* START MATERIAL *
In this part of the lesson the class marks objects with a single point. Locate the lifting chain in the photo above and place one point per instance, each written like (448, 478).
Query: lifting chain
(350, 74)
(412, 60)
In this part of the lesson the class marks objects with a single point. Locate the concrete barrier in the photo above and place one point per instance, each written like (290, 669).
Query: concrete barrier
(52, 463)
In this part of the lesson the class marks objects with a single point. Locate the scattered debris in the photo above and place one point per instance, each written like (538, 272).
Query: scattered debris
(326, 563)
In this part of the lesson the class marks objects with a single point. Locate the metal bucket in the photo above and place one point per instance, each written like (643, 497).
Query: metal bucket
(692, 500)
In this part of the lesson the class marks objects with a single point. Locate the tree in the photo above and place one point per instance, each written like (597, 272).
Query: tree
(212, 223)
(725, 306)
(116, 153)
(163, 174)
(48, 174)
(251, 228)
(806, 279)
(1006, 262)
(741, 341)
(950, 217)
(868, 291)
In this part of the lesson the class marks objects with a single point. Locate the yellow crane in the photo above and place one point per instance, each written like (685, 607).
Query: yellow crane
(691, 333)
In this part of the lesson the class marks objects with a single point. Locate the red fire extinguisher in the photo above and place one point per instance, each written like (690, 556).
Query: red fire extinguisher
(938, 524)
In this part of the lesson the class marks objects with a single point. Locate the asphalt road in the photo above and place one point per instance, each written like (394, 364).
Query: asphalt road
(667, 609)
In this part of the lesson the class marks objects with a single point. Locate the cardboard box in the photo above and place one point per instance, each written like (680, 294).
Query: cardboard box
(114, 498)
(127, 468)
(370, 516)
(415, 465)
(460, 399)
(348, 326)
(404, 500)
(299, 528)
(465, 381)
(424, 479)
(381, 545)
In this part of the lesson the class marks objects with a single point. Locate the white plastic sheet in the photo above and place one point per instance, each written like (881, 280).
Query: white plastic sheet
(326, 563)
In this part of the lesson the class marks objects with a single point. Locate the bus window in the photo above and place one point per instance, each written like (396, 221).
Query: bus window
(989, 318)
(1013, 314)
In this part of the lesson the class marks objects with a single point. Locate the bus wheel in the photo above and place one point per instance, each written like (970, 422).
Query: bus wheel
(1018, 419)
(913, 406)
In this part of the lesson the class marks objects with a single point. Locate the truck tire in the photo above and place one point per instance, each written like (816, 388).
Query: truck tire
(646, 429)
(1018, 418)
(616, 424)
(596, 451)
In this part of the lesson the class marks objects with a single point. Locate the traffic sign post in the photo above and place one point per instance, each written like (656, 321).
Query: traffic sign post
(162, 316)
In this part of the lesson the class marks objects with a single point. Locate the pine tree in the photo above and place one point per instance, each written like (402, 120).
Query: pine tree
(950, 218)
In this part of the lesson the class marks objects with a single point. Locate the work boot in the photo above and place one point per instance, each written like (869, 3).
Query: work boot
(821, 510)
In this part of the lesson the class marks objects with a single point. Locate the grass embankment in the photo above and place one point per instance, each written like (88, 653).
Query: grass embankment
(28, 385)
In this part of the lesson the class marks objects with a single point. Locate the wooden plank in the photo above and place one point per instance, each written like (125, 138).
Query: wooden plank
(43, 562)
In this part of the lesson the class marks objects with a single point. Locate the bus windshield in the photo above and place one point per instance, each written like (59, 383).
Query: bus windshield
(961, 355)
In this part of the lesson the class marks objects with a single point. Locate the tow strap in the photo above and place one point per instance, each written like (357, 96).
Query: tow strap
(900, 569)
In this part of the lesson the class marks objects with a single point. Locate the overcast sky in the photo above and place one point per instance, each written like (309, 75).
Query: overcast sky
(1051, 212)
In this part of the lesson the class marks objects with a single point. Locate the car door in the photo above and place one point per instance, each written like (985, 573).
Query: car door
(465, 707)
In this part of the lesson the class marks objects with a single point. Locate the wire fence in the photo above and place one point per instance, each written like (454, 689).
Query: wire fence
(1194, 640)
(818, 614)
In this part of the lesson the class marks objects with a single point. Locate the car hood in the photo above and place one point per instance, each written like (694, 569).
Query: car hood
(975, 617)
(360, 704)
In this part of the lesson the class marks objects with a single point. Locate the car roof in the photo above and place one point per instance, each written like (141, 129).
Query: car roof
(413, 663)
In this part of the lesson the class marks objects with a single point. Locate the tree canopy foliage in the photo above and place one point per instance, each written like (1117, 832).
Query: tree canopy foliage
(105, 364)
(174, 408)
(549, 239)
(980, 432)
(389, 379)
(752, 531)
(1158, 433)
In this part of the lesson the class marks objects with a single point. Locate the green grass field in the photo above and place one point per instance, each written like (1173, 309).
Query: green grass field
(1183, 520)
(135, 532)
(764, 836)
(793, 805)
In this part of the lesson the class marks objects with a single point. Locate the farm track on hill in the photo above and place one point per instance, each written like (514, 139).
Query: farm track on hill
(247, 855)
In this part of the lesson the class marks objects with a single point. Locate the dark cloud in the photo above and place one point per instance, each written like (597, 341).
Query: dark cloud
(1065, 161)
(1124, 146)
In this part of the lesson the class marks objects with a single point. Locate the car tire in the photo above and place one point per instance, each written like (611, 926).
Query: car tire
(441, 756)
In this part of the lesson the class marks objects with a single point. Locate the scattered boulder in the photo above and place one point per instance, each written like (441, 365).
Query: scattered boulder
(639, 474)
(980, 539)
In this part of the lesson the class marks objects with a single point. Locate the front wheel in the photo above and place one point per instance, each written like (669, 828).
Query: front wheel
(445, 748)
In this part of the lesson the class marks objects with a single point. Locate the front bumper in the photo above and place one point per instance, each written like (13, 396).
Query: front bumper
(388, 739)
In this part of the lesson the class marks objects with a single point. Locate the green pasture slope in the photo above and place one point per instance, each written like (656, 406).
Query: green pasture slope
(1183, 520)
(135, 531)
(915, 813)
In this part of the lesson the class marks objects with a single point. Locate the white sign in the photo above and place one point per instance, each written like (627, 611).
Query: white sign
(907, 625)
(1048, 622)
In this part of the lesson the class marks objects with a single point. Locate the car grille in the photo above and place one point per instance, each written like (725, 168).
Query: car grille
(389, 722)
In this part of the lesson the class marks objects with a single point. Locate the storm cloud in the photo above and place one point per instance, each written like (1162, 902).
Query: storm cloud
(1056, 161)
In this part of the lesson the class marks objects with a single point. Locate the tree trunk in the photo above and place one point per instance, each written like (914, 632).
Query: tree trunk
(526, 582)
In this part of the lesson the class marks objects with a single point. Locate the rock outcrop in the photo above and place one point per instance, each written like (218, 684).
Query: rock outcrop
* END MATERIAL *
DIRECTION » Extract, exactly as they appear, the lines from the one containing "like (1162, 902)." through the final line.

RESPONSE »
In this part of the lesson the class marks objects with a single point. Locate the storm cloud in the photo above and place one point per instance, each written like (1162, 902).
Query: storm cloud
(1056, 161)
In this part of the lesson the class marks objects with a single point. Locate the tree trunk in the photo above and place one point per instance, each written like (914, 632).
Query: tree trunk
(526, 582)
In this part of the lesson the class marks objects with a single point. Locate the rock outcrop in the photo above and place one point per instance, each written like (218, 684).
Query: rock outcrop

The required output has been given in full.